> _What to work on_: Only those lines running from the line that contains "Pick out every instance of the wooden post" through the end of the material are to be written out, each exactly as shown.

[Dataset entries]
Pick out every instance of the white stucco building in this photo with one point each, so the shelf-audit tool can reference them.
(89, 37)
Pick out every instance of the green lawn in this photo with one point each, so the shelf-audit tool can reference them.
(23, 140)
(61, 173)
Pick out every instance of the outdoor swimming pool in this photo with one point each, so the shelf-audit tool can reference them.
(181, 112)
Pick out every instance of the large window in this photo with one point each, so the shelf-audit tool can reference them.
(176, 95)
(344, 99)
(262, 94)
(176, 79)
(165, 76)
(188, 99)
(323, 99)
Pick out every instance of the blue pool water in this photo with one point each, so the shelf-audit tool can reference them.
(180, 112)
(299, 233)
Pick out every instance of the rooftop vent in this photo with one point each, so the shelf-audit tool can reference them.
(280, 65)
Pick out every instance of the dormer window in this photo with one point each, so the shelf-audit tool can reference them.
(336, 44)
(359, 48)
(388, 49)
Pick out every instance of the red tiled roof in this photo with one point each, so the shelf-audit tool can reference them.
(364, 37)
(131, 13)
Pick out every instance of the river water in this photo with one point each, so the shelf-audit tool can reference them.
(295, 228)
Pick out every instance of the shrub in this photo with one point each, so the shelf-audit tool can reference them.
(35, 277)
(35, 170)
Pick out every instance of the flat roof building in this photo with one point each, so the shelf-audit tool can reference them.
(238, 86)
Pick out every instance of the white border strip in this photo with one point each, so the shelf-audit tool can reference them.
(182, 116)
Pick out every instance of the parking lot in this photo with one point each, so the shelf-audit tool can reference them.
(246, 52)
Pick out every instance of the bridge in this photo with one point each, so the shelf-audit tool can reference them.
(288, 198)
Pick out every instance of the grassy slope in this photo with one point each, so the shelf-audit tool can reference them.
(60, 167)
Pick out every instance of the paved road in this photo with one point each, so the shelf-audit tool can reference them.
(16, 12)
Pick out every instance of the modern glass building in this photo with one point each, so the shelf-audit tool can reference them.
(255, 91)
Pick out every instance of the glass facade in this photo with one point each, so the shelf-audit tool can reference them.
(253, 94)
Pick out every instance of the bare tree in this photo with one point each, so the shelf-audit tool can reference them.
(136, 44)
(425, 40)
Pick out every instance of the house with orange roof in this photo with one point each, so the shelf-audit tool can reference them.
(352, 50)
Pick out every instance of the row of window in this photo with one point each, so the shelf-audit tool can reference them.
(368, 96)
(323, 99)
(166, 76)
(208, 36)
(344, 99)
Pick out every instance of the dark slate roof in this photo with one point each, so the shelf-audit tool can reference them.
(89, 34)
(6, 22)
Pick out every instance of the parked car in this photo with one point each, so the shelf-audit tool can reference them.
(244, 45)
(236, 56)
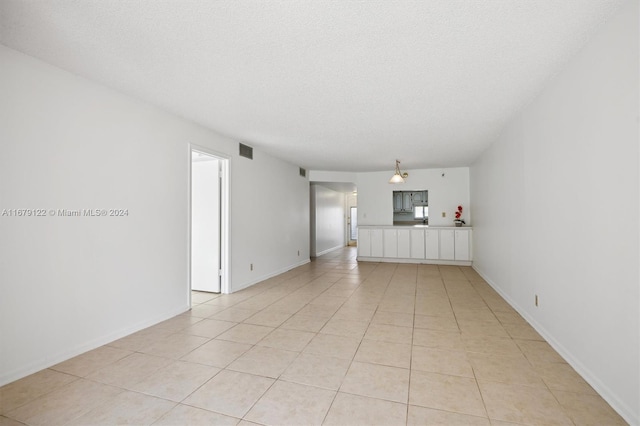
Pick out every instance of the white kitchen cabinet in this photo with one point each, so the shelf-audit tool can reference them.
(432, 244)
(414, 244)
(364, 242)
(404, 243)
(376, 243)
(390, 243)
(462, 246)
(417, 244)
(447, 244)
(407, 201)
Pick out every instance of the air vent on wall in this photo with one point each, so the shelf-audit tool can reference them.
(246, 151)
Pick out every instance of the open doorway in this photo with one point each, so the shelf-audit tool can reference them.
(353, 226)
(208, 222)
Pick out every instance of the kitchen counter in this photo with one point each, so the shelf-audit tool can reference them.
(411, 225)
(415, 243)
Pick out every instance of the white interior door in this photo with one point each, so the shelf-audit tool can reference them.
(205, 223)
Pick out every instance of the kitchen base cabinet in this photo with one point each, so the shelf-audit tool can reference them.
(462, 247)
(364, 242)
(376, 243)
(432, 244)
(416, 248)
(390, 237)
(447, 244)
(405, 244)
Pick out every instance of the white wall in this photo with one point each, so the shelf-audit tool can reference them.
(328, 220)
(69, 284)
(555, 205)
(269, 219)
(375, 195)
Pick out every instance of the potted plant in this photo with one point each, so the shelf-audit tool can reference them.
(458, 221)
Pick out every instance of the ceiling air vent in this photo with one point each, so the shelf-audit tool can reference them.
(246, 151)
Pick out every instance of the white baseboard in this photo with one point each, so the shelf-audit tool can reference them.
(330, 250)
(605, 392)
(267, 276)
(419, 261)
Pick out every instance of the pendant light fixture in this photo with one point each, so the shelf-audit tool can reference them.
(398, 177)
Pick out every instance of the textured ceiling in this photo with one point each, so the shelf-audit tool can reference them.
(324, 84)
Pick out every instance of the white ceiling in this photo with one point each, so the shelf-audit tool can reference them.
(324, 84)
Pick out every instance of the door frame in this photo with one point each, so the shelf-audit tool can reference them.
(225, 166)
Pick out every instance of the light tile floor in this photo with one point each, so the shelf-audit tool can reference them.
(332, 342)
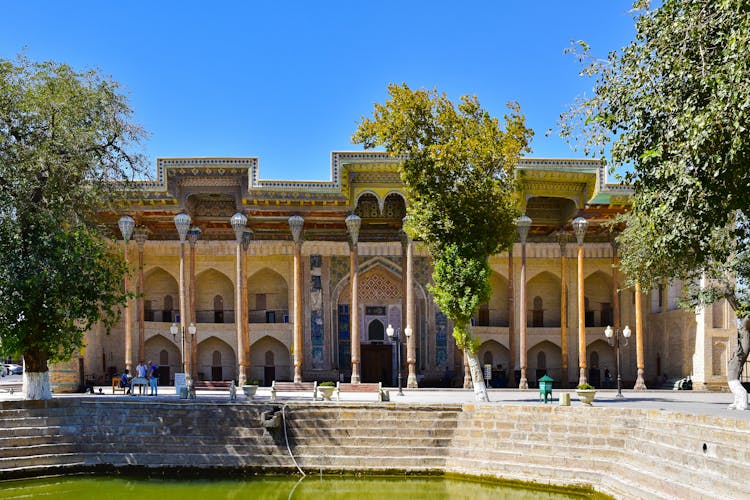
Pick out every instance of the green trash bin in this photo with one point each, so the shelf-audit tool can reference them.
(545, 388)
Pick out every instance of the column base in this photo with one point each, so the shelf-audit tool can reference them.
(640, 384)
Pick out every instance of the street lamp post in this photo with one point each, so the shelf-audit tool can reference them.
(182, 224)
(523, 224)
(175, 329)
(126, 224)
(391, 332)
(353, 223)
(579, 228)
(613, 338)
(239, 223)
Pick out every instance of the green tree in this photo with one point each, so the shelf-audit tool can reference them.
(458, 171)
(675, 106)
(63, 141)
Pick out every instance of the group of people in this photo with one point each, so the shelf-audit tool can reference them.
(148, 371)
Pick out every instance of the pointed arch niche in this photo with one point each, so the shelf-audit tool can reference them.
(543, 290)
(270, 360)
(545, 358)
(268, 298)
(598, 289)
(214, 301)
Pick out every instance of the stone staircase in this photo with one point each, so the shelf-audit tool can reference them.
(69, 435)
(377, 438)
(628, 452)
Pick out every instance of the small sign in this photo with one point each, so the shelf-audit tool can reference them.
(179, 382)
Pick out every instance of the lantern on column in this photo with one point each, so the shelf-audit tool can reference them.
(296, 223)
(239, 222)
(353, 222)
(182, 223)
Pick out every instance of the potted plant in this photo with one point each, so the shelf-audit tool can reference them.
(326, 389)
(250, 387)
(586, 393)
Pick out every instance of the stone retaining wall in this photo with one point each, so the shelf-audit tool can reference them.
(628, 453)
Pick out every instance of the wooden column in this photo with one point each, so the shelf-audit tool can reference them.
(354, 314)
(582, 377)
(615, 288)
(523, 383)
(246, 237)
(411, 340)
(183, 310)
(511, 323)
(241, 348)
(193, 238)
(640, 384)
(140, 238)
(563, 310)
(128, 321)
(298, 346)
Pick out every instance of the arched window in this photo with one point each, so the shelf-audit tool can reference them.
(605, 317)
(376, 330)
(148, 313)
(166, 313)
(541, 360)
(484, 315)
(488, 358)
(589, 315)
(594, 360)
(218, 309)
(538, 313)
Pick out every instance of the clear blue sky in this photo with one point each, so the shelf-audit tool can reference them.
(288, 81)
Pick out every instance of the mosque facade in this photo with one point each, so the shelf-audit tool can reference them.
(305, 291)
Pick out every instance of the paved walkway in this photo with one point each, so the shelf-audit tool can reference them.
(699, 403)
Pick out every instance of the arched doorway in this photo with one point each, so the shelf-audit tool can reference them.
(377, 357)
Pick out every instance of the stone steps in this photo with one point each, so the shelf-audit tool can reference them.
(367, 451)
(65, 448)
(343, 433)
(368, 441)
(373, 463)
(11, 432)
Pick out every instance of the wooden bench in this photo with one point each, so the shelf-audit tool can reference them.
(211, 385)
(117, 385)
(294, 387)
(375, 387)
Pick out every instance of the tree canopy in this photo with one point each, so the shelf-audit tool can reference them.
(675, 106)
(64, 140)
(458, 171)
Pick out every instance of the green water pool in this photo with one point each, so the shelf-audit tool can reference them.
(84, 487)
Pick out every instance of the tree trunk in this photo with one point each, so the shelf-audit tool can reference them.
(477, 378)
(36, 376)
(737, 363)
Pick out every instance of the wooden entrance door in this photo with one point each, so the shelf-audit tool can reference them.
(377, 364)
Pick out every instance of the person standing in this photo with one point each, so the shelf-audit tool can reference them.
(153, 378)
(141, 370)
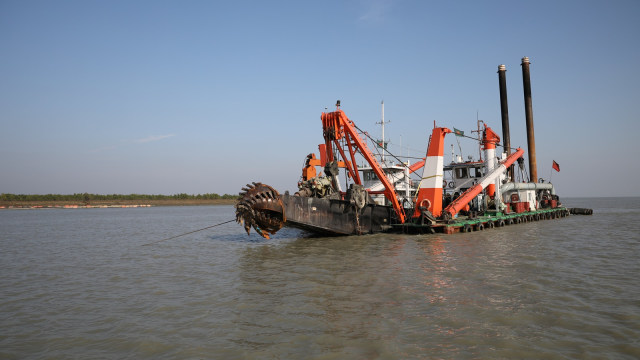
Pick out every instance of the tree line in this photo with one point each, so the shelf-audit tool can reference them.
(99, 197)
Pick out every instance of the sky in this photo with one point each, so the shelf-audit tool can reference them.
(166, 97)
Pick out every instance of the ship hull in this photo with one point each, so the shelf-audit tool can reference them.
(335, 217)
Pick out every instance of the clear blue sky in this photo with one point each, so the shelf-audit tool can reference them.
(164, 97)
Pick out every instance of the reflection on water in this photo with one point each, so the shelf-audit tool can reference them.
(77, 283)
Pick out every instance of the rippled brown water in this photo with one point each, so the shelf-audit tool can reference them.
(78, 284)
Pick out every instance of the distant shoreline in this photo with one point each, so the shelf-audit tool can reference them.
(17, 204)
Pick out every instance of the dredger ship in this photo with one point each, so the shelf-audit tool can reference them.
(380, 196)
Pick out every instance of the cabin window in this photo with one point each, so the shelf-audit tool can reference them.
(461, 173)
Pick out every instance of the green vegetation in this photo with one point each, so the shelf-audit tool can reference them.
(87, 198)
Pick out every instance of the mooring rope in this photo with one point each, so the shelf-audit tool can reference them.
(190, 232)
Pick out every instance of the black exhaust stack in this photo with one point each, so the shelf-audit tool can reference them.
(504, 109)
(531, 142)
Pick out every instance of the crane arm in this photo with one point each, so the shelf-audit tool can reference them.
(337, 125)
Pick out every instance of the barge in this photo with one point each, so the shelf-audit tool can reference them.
(335, 196)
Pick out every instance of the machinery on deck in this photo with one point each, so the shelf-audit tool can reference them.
(461, 203)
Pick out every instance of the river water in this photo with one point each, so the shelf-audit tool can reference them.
(82, 283)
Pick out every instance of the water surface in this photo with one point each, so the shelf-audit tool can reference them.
(79, 283)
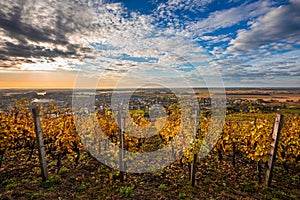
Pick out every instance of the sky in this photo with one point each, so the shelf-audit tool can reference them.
(180, 43)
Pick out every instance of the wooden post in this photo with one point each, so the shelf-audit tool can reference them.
(194, 163)
(193, 170)
(274, 144)
(121, 148)
(39, 139)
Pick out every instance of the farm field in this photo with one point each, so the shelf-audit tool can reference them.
(234, 169)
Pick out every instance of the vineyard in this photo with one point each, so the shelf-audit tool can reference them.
(233, 169)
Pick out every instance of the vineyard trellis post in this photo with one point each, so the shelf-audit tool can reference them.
(274, 144)
(39, 138)
(195, 156)
(121, 148)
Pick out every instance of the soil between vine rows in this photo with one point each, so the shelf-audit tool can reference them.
(215, 179)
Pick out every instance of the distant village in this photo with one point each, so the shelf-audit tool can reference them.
(140, 100)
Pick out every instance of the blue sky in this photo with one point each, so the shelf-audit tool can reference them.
(196, 42)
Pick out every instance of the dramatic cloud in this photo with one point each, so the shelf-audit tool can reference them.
(280, 25)
(241, 39)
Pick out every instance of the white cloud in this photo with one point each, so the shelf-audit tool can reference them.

> _Written answer_:
Pick out every instance of the wooden post in this photo with one point each, so the shelf-audit tool can reference them.
(194, 163)
(193, 170)
(274, 144)
(121, 148)
(39, 139)
Pick out every instance of the farm field in this photo with one point each, so the shelf-audit tool can reference them.
(234, 169)
Pick out every instance of the vineyard in this photo with one point each, so the shelf-audit tool can reference them.
(233, 169)
Pick out every instance of the vineyard trellis post in this photo with one point each, so the shelf-audit tool can reference them.
(274, 144)
(39, 138)
(195, 156)
(121, 148)
Pick out every instance of the soil between vine rows in this photo with one point each, so the shelf-audit tool can reference them.
(215, 179)
Pick out every instance of the distant village in this photo with one point each, so the shelf-audit tool can reference them.
(140, 100)
Pick out every instance of the blue sky in this photo with one point each, so the shelf-audit tool can reference them.
(196, 42)
Pick out every instance of the dramatic cloud in this photo with one point each, so the shelf-audit tool can reference them.
(280, 25)
(241, 39)
Pick out every instance of the white cloud in this photo with one point each, so the shelf-audit tool can reference them.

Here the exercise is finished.